__SOURCE DOCUMENT__:
Silver Sparrow by Tayari Jones is a book that takes place in the 1980’s about two young girls, Dana Lynn Yarbor and Bunny Chaurisse Witherspoon, that are half siblings. They are teenagers close in age and connected through their father, who is a bigamist. They live in the same city of Atlanta, but they lead very different lives. The first half of the book is told from the perspective of Dana, who is aware of the state of her family. Dana and her mom, Gwendolyn, are the secrets of the family, and Dana only sees her father, James Witherspoon, once a week. The second half of the book is told from the perspective of Chaurisse, who is ignorant to the existence of this other family. She believes she lives an ordinary life with her father, James, and her mother, Laverne. The book explores how these two girls take on the complexities of their family tree and the role it plays in their drastically different lives.

The girl icons this book presents are half sisters Dana and Chaurisse. They are the narrators of this book and the vehicles that explore how women are treated in a patriarchal society. They are girl icons because of how they handle their situation after watching the effect James has on their mothers, Gwendolyn and Laverne and their family dynamic. They learn from their mothers’ relationship to James and relationship to society and how it pertains to the treatment of women within the patriarchy. They are icons in the way they represent the dichotomy in what may be a lot of families and how as women they are left to handle those situations.

The main rites of passage that is explored by the two main protagonists are their meeting and their high school adolescence. Dana and Chaurisse are both teenage girls who are finally coming to face the reality of their familial situation. This not only impacts their changing relationships with their parents, but it effects their relationship with their peers and then each other. They also start to explore their sexuality with Jamal and Marcus, another reflection of how James and their mother’s have influenced those kinds of intimate relationships.

Dana and Chaurisse present many aspects of girl power. Mainly, they decide to take their relationships into their own hands. Specifically, Dana is determined to know her half sister and the life she lives. So, she bears the courage to walk into Laverne’s salon, despite being told from a young age by her father that she was his secret. This is an example of defying the patriarchy and the man who dictated how she should portray herself in society. Later, Chaurisse presents girl power when she identifies Gwendolyn’s address to go speak to her after she and her mother are confronted with Gwen’s Alabama marriage certificate to her father James. The maturity it takes to reach out to your father’s secret family shows a level of girl power that even her mother was not capable of out of hurt and anger.

__DATASET EXCERPTS__:

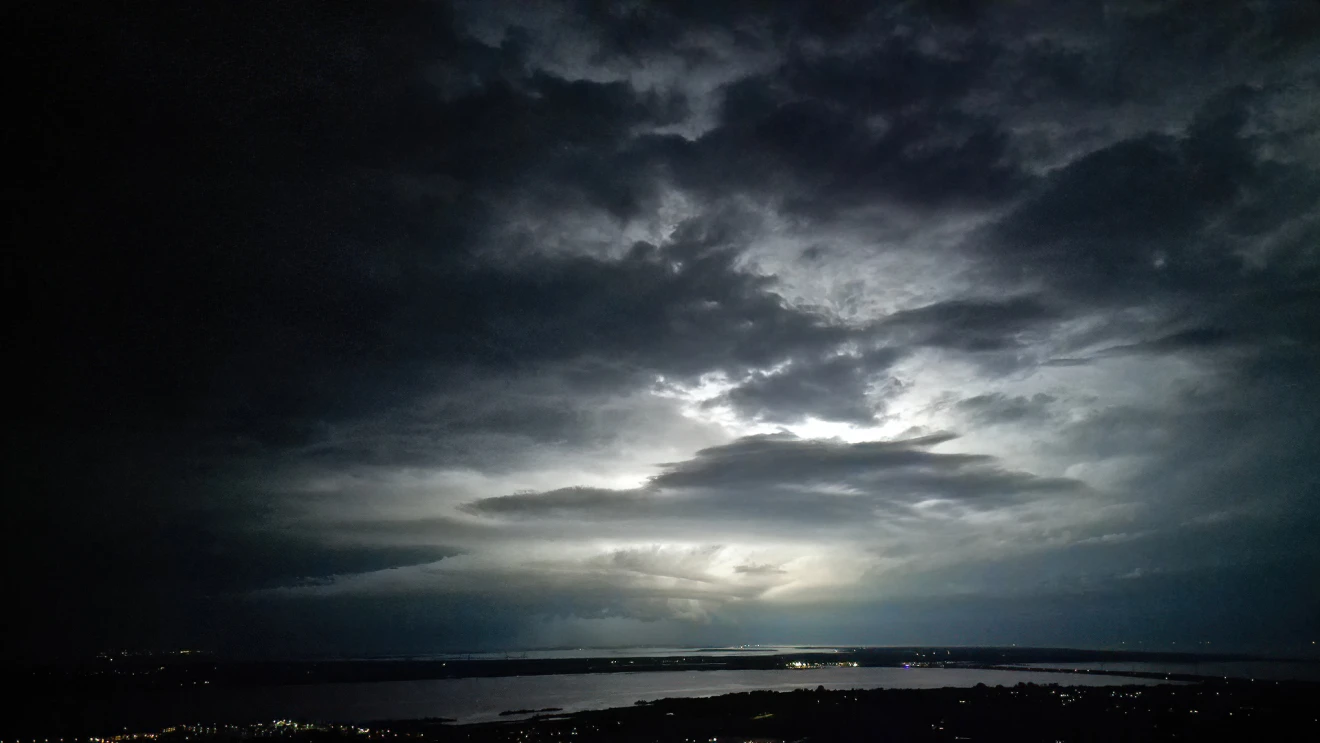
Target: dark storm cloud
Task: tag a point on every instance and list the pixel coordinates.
(970, 325)
(999, 408)
(275, 260)
(834, 389)
(787, 482)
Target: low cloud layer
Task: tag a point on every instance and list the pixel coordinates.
(475, 325)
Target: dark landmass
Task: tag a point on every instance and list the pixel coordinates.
(1023, 713)
(116, 673)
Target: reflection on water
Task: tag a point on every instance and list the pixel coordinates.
(474, 700)
(1262, 669)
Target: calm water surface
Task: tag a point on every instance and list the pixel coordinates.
(1258, 669)
(475, 700)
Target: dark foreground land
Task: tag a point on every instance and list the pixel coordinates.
(1026, 713)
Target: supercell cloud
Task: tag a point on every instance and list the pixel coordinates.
(434, 326)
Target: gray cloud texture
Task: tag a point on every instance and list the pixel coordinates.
(456, 325)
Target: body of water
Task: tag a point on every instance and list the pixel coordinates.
(475, 700)
(1258, 669)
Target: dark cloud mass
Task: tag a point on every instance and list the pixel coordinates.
(456, 325)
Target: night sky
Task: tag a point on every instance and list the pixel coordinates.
(397, 327)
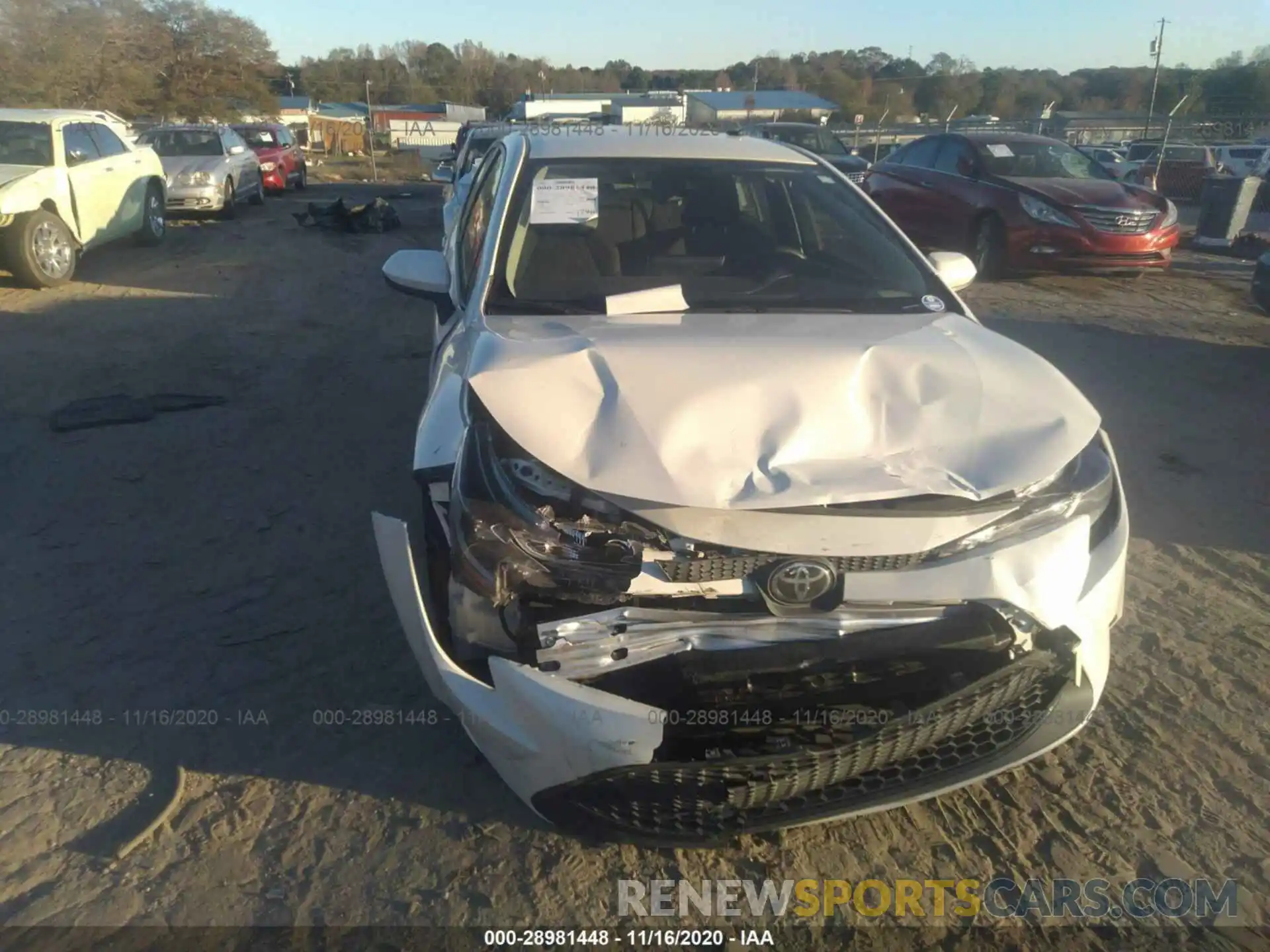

__GIVEN REQUEST A__: According to the Silver Sparrow essay, in which city do Dana and Chaurisse live?
__GIVEN REQUEST B__: Repeat the Silver Sparrow essay from "The main rites" up to and including "of intimate relationships.", swapping "protagonists" for "characters".
__GIVEN REQUEST C__: Pick up the Silver Sparrow essay after its final sentence and keep writing it.
The listing is not needed for what follows.

__WRITTEN ANSWER A__: Atlanta.

__WRITTEN ANSWER B__:
The main rites of passage that is explored by the two main characters are their meeting and their high school adolescence. Dana and Chaurisse are both teenage girls who are finally coming to face the reality of their familial situation. This not only impacts their changing relationships with their parents, but it effects their relationship with their peers and then each other. They also start to explore their sexuality with Jamal and Marcus, another reflection of how James and their mother’s have influenced those kinds of intimate relationships.

__WRITTEN ANSWER C__:
What makes the a book a breakthrough is its’ representation of the different sides of girlhood under the same patriarchal complexities that impact each of their family dynamics. The girls are honest and flawed as young girls should be and represent what it is like to deeply experience the impact of a flawed society. Not only these girls, but the women all around represent such real depictions of the women many of us know in real life. Not a single character in this novel is perfect, but nor are they truly villainous or terrible. Even James, who has created such a complex situation, truly loves both his daughters and is but one example of what patriarchy can do.

The story reminds me of a movie I once watched called Twitches. It is about two twins who are separated at birth by their mother and are put into two different families to keep them safe from an ominous darkness. One of them grows up in a wealthy household, while the other more poor. This is similar to the dynamic of Dana and Chaurisse. The girls only find out they are connected when they experience magic when in each others’ presence. They realize they must come together to save their mother and the world she lives in. The book is a less mystical version of this book, but is comparable with the core plot. The book, however, is a much richer and realistic portrayal of what their sisterly relationship becomes as a result of those different lives.